WHAT IS EXPECTED ::
Your answer should be the lines below from the one holding "Mark each instance of the roadside" through the one holding "Mark each instance of the utility", copied exactly and with nothing else.

RECORDS SUPPLIED Start Marker

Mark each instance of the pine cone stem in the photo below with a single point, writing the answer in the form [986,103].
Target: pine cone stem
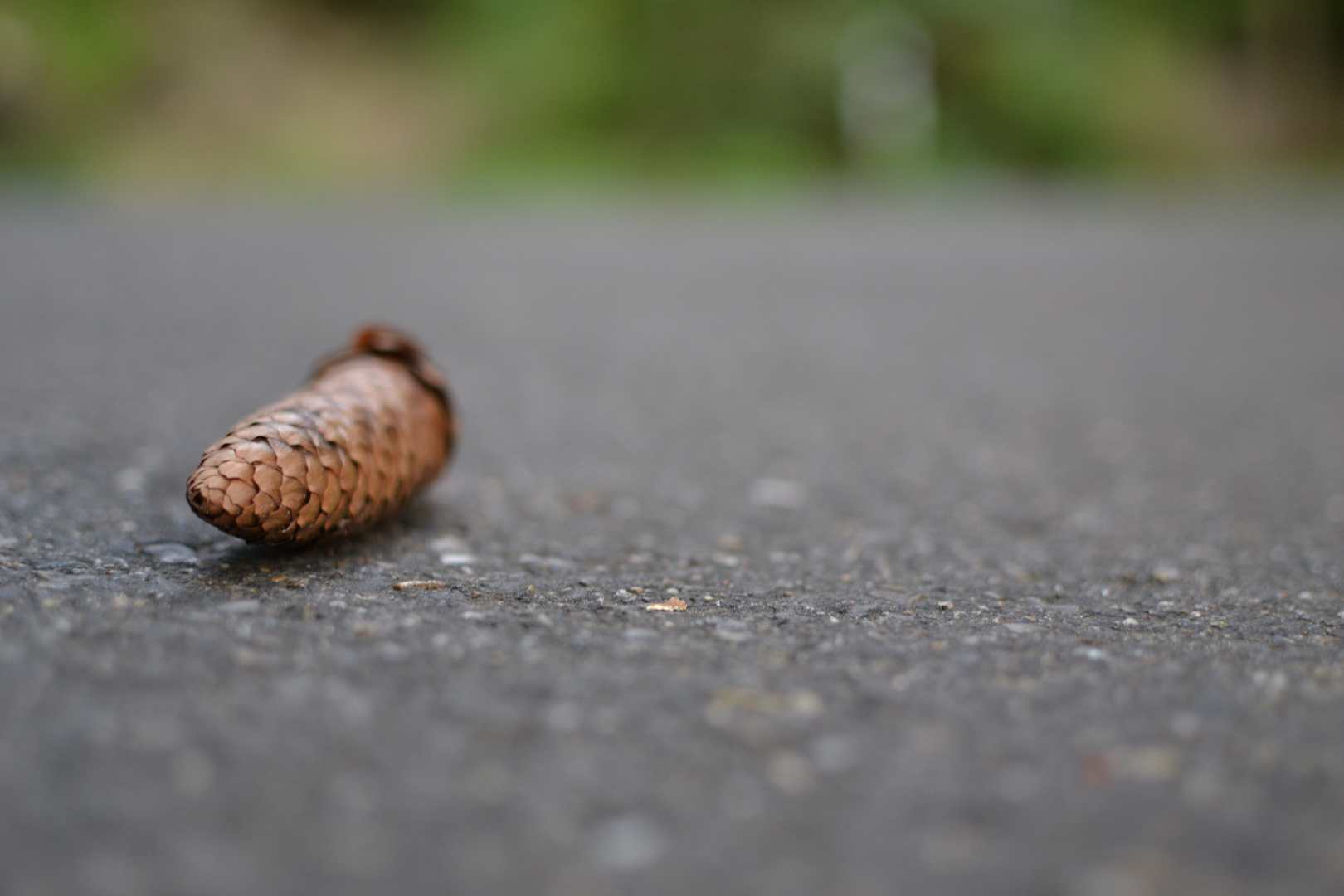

RECORDS SUPPLIED End Marker
RECORDS SUPPLIED Start Marker

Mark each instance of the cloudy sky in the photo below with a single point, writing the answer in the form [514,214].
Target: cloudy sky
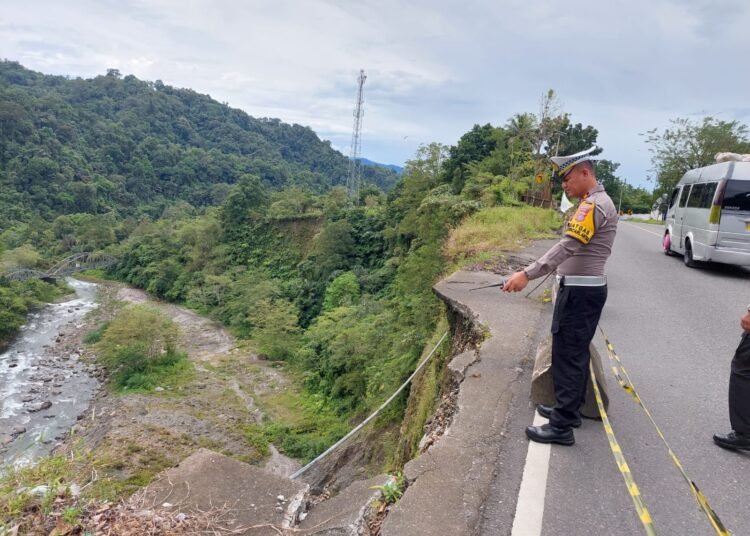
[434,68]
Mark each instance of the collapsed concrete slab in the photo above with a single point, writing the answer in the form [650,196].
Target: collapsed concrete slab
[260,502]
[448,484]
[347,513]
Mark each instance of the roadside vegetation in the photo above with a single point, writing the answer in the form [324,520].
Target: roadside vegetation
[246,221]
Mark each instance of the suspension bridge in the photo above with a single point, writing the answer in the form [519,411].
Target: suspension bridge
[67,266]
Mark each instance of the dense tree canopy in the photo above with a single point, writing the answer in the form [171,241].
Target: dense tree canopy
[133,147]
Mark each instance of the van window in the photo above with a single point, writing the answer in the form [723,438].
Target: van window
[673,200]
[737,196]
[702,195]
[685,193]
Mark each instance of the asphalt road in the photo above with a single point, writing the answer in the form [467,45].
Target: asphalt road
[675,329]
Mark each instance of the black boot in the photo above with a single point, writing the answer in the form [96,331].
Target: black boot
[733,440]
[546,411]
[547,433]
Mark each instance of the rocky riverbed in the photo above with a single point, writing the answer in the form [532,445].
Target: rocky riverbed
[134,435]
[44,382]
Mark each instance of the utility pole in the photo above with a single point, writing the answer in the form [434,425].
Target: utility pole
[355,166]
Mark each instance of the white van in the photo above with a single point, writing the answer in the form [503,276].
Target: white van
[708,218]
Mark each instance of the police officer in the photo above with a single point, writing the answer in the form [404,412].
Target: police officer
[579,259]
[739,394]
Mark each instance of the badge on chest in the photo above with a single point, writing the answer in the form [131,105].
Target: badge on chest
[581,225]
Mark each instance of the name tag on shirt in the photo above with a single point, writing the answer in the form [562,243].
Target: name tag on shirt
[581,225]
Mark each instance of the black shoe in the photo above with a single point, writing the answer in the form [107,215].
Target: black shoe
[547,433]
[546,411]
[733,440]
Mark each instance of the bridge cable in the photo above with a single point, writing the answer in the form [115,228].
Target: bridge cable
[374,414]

RECORDS SUPPLIED End Marker

THE ANSWER ::
Mark each instance of the roadside vegetation in the photo above with a single point, writing the answer in the form [324,520].
Target: roadside vegetation
[246,221]
Mark each instance of the suspension bridge in the photo above with a single point, writing the answer in the form [519,411].
Target: suspension bridge
[67,266]
Mark each instance of the dense tree canopy in the photo above with a single point, writing the answer in the form [171,241].
Target: dense tree canopy
[133,147]
Mark each instance of the van window in the photo above with a single point, writing the answer in the form [723,438].
Target: van window
[673,200]
[737,196]
[702,195]
[685,193]
Mark each instance of the asphalt road in the photo above with a single point, writing the answer in the form [467,45].
Target: asphalt road
[675,329]
Mark each instance of the black boot in the photo above with a single point, writing the answer in the form [96,331].
Target: black boot
[733,440]
[546,411]
[547,433]
Mark each instance of the rocky riverbed in the photo above with a single point, writing the answer in the form [532,445].
Target: rocky riverbed
[134,435]
[44,382]
Mark each instance of the utility pole in the photo above with a single point, writing the answer in the form [434,425].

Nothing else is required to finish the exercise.